Problem details:
The reply should be an exact transcription of every record.
** Source information follows **
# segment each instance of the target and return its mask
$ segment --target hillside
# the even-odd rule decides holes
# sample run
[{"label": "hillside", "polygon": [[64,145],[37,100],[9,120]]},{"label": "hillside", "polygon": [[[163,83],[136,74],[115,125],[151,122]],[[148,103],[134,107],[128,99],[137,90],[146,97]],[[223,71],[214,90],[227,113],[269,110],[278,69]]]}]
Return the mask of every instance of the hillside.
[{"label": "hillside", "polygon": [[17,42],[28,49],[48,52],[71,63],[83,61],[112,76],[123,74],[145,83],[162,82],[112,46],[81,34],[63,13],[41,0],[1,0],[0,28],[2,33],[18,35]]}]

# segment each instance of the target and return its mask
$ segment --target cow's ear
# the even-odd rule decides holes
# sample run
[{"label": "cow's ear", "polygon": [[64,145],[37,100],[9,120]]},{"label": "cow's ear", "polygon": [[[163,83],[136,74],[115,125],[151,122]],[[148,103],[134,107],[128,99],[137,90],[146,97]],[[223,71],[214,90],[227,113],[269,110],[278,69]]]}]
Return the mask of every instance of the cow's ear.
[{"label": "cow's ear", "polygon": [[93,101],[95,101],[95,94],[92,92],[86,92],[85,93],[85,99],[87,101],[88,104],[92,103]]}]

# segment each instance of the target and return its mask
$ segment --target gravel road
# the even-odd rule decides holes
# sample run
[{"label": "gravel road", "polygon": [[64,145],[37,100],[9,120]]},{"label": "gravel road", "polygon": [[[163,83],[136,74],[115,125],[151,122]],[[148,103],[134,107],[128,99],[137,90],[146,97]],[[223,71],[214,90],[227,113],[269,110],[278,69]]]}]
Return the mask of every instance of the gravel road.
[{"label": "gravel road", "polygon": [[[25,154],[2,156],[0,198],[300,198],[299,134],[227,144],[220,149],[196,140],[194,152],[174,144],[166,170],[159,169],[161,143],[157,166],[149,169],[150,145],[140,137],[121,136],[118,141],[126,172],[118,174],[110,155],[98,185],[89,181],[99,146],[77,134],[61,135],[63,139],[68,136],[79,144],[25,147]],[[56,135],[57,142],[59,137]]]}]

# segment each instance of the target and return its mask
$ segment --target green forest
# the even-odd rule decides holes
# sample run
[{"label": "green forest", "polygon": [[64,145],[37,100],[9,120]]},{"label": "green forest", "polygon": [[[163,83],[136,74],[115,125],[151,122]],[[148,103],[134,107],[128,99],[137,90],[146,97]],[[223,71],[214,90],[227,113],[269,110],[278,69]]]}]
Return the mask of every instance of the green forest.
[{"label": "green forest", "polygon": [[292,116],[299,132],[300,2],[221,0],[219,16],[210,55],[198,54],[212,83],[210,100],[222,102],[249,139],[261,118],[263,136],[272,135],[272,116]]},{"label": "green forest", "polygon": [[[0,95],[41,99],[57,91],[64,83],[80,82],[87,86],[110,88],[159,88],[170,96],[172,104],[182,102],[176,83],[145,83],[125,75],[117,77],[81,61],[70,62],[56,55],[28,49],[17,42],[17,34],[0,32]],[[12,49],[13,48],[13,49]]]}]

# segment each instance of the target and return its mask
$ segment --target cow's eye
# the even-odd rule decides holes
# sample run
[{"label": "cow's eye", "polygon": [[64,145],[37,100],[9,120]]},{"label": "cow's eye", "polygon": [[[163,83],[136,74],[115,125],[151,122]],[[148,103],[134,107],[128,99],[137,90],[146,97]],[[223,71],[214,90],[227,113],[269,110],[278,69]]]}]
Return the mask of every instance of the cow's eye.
** End of Source information **
Solution:
# segment each instance of the target and return its mask
$ segment --target hillside
# the even-odd rule decides holes
# sample run
[{"label": "hillside", "polygon": [[64,145],[37,100],[9,120]]},{"label": "hillside", "polygon": [[[163,83],[136,74],[115,125],[151,122]],[[148,103],[134,107],[128,99],[137,90],[146,97]],[[223,71],[214,90],[227,113],[269,110],[278,69]]]}]
Return the mask of every instance of the hillside.
[{"label": "hillside", "polygon": [[17,42],[28,49],[48,52],[71,63],[83,61],[112,76],[123,74],[145,83],[162,82],[112,46],[81,34],[63,13],[41,0],[1,0],[0,28],[2,33],[18,35]]}]

# segment each instance of the target and return its mask
$ segment --target cow's ear
# the even-odd rule decides holes
# sample run
[{"label": "cow's ear", "polygon": [[64,145],[37,100],[9,120]]},{"label": "cow's ear", "polygon": [[[163,83],[136,74],[115,125],[151,122]],[[148,103],[134,107],[128,99],[137,90],[146,97]],[[223,71],[214,90],[227,113],[269,110],[278,69]]]}]
Return the mask of every instance of the cow's ear.
[{"label": "cow's ear", "polygon": [[93,101],[95,101],[95,94],[92,92],[86,92],[85,93],[85,99],[87,101],[88,104],[92,103]]}]

# segment each instance of the target and return its mask
$ segment --target gravel road
# the even-odd rule decides holes
# sample run
[{"label": "gravel road", "polygon": [[64,145],[37,100],[9,120]]},{"label": "gravel road", "polygon": [[[163,83],[136,74],[115,125],[151,122]],[[148,103],[134,107],[128,99],[137,90],[146,97]],[[223,71],[214,90],[227,113],[269,110],[278,69]]]}]
Return the mask of every instance of the gravel road.
[{"label": "gravel road", "polygon": [[[25,154],[2,156],[0,198],[300,198],[299,134],[227,144],[220,149],[196,140],[194,152],[174,144],[166,170],[159,169],[161,143],[157,166],[149,169],[150,145],[140,137],[121,136],[118,141],[126,172],[118,174],[110,155],[98,185],[89,181],[99,146],[77,134],[61,135],[63,139],[68,136],[79,144],[25,147]],[[56,135],[57,142],[59,137]]]}]

# segment each instance of the target and return its mask
$ segment --target green forest
# the even-odd rule decides holes
# sample run
[{"label": "green forest", "polygon": [[64,145],[37,100],[9,120]]},{"label": "green forest", "polygon": [[[163,83],[136,74],[115,125],[151,122]],[[148,103],[134,107],[128,99],[137,90],[146,97]],[[223,71],[214,90],[227,113],[269,110],[278,69]]]}]
Return the mask of every instance of the green forest.
[{"label": "green forest", "polygon": [[292,116],[299,132],[300,2],[221,0],[219,16],[210,55],[198,54],[212,83],[210,100],[222,102],[249,139],[261,118],[263,136],[272,135],[272,116]]},{"label": "green forest", "polygon": [[[0,95],[41,99],[57,91],[64,83],[80,82],[87,86],[110,88],[159,88],[170,96],[172,104],[182,102],[176,83],[145,83],[125,75],[117,77],[81,61],[70,62],[56,55],[28,49],[17,42],[17,34],[0,32]],[[12,49],[13,48],[13,49]]]}]

# segment each instance of the target and return its mask
$ segment --target cow's eye
# the even-odd rule decides holes
# sample run
[{"label": "cow's eye", "polygon": [[64,145],[37,100],[9,120]]},{"label": "cow's eye", "polygon": [[[163,83],[136,74],[115,125],[151,122]],[[148,103],[134,107],[128,99],[137,90],[146,97]],[[223,71],[214,90],[227,113],[269,110],[278,69]]]}]
Return the mask of every instance of the cow's eye.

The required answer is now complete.